§ **TASKS**
(A) In the episode text, who is credited with the cinematography?
(B) Transcribe the episode text starting at "Guest appearances" and ending at "by Brad Turner.".

§ **TEXT PROVIDED**
------------------------------

- Teaser poster, featuring art by Francesco Francavilla
- Episode no.: Season 4 Episode 4
- Directed by: Brad Turner
- Written by: Matt Owens
- Cinematography by: Allan Westbrook
- Original air date: October 18, 2016

Guest appearances
- Gabriel Luna as Robbie Reyes / Ghost Rider; Axle Whitehead as J. T. James / Hellfire; Mallory Jansen as Aida; José Zúñiga as Eli Morrow; Lilli Birdsell as Lucy Bauer; Kerr Smith as Joseph Bauer;

Episode chronology
| ← Previous "Uprising" | Next → "Lockup" |
- Agents of S.H.I.E.L.D. season 4

= Let Me Stand Next to Your Fire =

"Let Me Stand Next to Your Fire" is the fourth episode of the fourth season of the American television series Agents of S.H.I.E.L.D. Based on the Marvel Comics organization S.H.I.E.L.D., it follows Phil Coulson and his team of S.H.I.E.L.D. agents as they deal with the Watchdogs terrorist group and a group of ghosts. It is set in the Marvel Cinematic Universe (MCU) and acknowledges the franchise's films. The episode was written by Matt Owens, and directed by Brad Turner.

------------------------------

§ **EXTRACTED RECORDS**

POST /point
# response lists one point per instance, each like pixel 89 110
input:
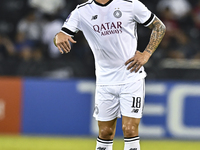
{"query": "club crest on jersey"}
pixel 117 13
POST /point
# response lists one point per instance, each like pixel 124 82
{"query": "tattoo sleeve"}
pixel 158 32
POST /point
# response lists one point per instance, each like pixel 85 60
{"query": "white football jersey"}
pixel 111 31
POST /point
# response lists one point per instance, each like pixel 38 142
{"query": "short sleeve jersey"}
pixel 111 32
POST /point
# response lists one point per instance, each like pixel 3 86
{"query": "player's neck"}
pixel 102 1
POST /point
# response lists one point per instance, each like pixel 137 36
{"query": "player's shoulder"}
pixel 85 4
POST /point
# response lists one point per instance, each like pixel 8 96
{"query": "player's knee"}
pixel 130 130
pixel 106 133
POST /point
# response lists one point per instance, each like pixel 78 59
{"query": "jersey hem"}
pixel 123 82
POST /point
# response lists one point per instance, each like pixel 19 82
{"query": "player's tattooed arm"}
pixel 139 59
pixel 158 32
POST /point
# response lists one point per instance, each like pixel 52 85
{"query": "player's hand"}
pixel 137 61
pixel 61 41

------------------------------

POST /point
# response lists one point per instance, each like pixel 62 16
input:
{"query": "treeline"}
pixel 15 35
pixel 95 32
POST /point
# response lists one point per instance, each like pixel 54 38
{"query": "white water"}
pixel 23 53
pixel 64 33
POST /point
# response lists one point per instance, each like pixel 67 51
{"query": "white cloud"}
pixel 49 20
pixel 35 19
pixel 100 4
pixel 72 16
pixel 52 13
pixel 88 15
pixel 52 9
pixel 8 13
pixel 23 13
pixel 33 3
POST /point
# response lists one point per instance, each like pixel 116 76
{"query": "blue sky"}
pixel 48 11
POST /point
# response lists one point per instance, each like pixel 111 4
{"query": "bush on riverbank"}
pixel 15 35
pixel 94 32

------------------------------

§ **SOLUTIONS**
(A) Allan Westbrook

(B)
Guest appearances
- Gabriel Luna as Robbie Reyes / Ghost Rider; Axle Whitehead as J. T. James / Hellfire; Mallory Jansen as Aida; José Zúñiga as Eli Morrow; Lilli Birdsell as Lucy Bauer; Kerr Smith as Joseph Bauer;

Episode chronology
| ← Previous "Uprising" | Next → "Lockup" |
- Agents of S.H.I.E.L.D. season 4

= Let Me Stand Next to Your Fire =

"Let Me Stand Next to Your Fire" is the fourth episode of the fourth season of the American television series Agents of S.H.I.E.L.D. Based on the Marvel Comics organization S.H.I.E.L.D., it follows Phil Coulson and his team of S.H.I.E.L.D. agents as they deal with the Watchdogs terrorist group and a group of ghosts. It is set in the Marvel Cinematic Universe (MCU) and acknowledges the franchise's films. The episode was written by Matt Owens, and directed by Brad Turner.